- **Directions for this task**
When you reproduce the data, keep every word exactly as it stands and leave the pictures out.
[[ Data for review, beginning ]]
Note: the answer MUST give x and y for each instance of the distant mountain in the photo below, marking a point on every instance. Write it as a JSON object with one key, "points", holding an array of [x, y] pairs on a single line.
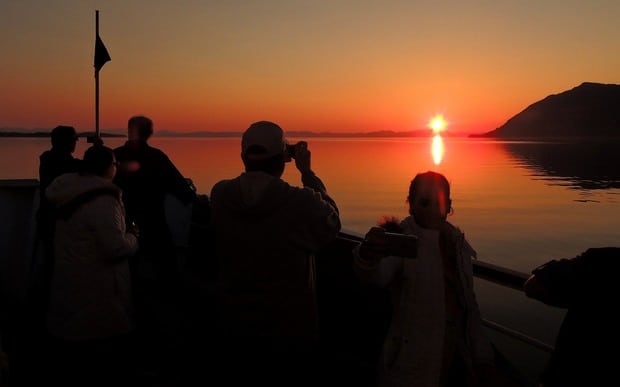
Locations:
{"points": [[588, 110]]}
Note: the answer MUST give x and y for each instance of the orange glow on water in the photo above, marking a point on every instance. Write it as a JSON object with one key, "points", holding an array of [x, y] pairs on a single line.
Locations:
{"points": [[437, 124], [437, 149]]}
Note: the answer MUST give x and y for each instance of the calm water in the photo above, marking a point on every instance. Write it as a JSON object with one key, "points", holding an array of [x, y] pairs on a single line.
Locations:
{"points": [[519, 203]]}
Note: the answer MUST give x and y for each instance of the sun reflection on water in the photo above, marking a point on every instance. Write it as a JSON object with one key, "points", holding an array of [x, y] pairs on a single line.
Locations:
{"points": [[437, 149]]}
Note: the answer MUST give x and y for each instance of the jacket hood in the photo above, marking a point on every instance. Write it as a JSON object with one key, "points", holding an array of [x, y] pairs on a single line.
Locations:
{"points": [[254, 193], [69, 186], [410, 226]]}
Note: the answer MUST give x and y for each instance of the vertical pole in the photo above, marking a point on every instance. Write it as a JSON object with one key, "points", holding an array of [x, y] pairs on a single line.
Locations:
{"points": [[97, 80]]}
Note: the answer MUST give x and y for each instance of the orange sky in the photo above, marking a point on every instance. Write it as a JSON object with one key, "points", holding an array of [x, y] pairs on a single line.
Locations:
{"points": [[323, 65]]}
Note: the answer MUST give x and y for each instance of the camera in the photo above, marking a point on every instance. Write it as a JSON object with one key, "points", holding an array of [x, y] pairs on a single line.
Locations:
{"points": [[402, 245], [290, 151]]}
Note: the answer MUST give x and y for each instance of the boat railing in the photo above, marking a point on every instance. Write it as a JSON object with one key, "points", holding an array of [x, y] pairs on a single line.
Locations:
{"points": [[498, 275]]}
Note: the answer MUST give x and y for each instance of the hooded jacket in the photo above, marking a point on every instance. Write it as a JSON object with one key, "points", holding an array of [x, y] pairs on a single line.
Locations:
{"points": [[91, 287], [266, 234], [413, 347]]}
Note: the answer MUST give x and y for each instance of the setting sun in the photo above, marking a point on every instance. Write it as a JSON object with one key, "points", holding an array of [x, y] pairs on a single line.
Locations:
{"points": [[437, 123]]}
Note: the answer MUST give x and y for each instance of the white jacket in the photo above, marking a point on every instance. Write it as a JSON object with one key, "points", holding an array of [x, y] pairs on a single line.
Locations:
{"points": [[91, 286], [413, 347]]}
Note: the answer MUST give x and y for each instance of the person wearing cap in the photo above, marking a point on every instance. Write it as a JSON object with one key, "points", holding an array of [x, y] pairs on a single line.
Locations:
{"points": [[266, 232]]}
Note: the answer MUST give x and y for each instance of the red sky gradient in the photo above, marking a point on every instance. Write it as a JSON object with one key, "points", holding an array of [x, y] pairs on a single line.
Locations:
{"points": [[308, 65]]}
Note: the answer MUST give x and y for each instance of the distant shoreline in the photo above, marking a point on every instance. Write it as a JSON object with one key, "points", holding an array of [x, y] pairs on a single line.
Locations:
{"points": [[293, 134], [47, 134]]}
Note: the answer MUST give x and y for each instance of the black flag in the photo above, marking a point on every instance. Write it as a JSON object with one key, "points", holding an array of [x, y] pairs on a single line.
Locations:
{"points": [[101, 54]]}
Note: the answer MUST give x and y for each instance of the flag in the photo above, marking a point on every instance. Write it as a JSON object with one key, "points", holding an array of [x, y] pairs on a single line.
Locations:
{"points": [[101, 54]]}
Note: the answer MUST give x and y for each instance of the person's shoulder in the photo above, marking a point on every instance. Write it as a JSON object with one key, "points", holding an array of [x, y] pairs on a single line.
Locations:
{"points": [[223, 185]]}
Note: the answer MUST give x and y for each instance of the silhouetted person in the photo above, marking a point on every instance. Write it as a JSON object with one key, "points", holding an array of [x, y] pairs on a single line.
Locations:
{"points": [[585, 352], [266, 232], [91, 315], [146, 175], [436, 336], [54, 162]]}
[[ Data for review, end ]]
- **Answer to this task**
Note: the answer MUST give x and y for each instance of the distant mountain in the photo below, marking a point on every instance. Write it as a JSON object with one key, "points", holding an array of [x, y] pairs on a single line.
Locations:
{"points": [[588, 110]]}
Note: the answer MUST give x and y for each instance of the orange glow on water in the photo above, marking a point on every instance. Write it as a JSON object with one key, "points", holding an array of [x, y] pairs on a single line.
Locations:
{"points": [[437, 124], [437, 149]]}
Note: the answer MUST give x and y for each instance of the calm water in the photo above, marking a point on every instance. Write it as a JSON object with one key, "points", holding an array of [x, y] pairs on a single line.
Locations:
{"points": [[519, 203]]}
Note: the answer MUST give x and y for each instance of the sun reflection on water in the photo above, marking a point on every instance. Write it as a JSON object with one key, "points", holding an array of [x, y] pairs on a single line.
Locations:
{"points": [[437, 149]]}
Note: the answer MUST give x and y for each instance of the jacket hood in the photo above, marking a point on every instance. Write it as a JSON object with one key, "points", holding an array of [x, y] pairs on a single line.
Locations:
{"points": [[254, 193], [69, 186], [410, 226]]}
Note: the answer MUST give x and y for each instance of the vertical pole in the photo above, marking a point on every instance. Write it as a JSON object with one key, "points", holding an array of [x, y] pairs on a single line.
Locations:
{"points": [[97, 80]]}
Note: the answer MUST give x and y for each instance of the orange sky in the photo above, marking a point on every instance. Write it as a JSON object with one key, "points", holding an array of [x, y] pairs on a single line.
Locations:
{"points": [[323, 65]]}
Note: the answer MUST give x and y for each instance of the camera in the photo above, marking a point on every instance. Write it as a JSON object with one key, "points", holding an array of [x, y] pairs on a single line.
Locations:
{"points": [[402, 245], [290, 151]]}
Note: the answer MUST give x and y for each instance of the boat railing in the photo above, marking a point on every instance. Write it as a JSON object with one key, "points", holding an array of [x, y] pairs on a single line.
Locations:
{"points": [[498, 275]]}
Note: the answer MUST give x and y for each instance of the hooded jacket in the photo above, marking a point on every instance. Write it as a JSON object with one key, "points", holding an array of [x, y] pairs on a single line.
Locations:
{"points": [[91, 287], [266, 234], [413, 347]]}
Note: the answer MUST give x and y for each instance of the setting sun in the photo above, marking a point on every instance. Write it as a JSON object with one key, "points", holding an array of [x, y] pairs on a single line.
Locations:
{"points": [[437, 123]]}
Note: the answer MUST give x and y for each instance of the white jacket in the photo above, marking a point on every instance. Write it as a JSON object with one key, "points", holding an array of [x, y] pairs on a single line.
Locations:
{"points": [[91, 286], [413, 347]]}
Note: the answer MUST give x and y for each instance of the person wearing cap in the photo above, marking a point on every instance. Write it as a JSON object with one key, "points", holding an array of [x, y] pairs on a single line.
Locations:
{"points": [[266, 232]]}
Note: the answer MUST give x and y for each instance of the red sky gradient in the photo above, marking a point on every instance. Write it as a JSON object with one key, "points", holding an array of [x, y] pairs on a single line.
Locations:
{"points": [[308, 65]]}
Note: the answer MUST give x and y for each instance of the distant shoreline in the photo above, marking a point on every instance. Write it as a JSON object with one key, "points", holding an array of [x, y] pairs on a single line.
Locations:
{"points": [[293, 134], [47, 134]]}
Note: the answer MUST give x and y for each instance of the black flag in the photo above, marking a point on every instance. Write it as a JSON object with one key, "points", holding an array of [x, y] pairs on a single line.
Locations:
{"points": [[101, 54]]}
Note: the answer MUST give x and y for each instance of the flag in the photo above, marking a point on every instance. Write it as a JSON object with one key, "points", holding an array of [x, y] pairs on a single line.
Locations:
{"points": [[101, 54]]}
Note: the answer MUST give x and y for each instance of the person's shoulder in the photo above, marking a point on every instance. Write it as a JSON object with one key, "points", holding an array of [x, y] pairs on a single line.
Locations:
{"points": [[223, 185]]}
Note: the answer MUST give x and y for each instance of the silhouetted person in the photo above, marking a point on every instance. Write it as a JSON object with one key, "points", holding an array of [x, y] pairs on a single line.
Locations:
{"points": [[585, 352], [266, 232], [91, 315], [146, 175], [436, 336], [54, 162]]}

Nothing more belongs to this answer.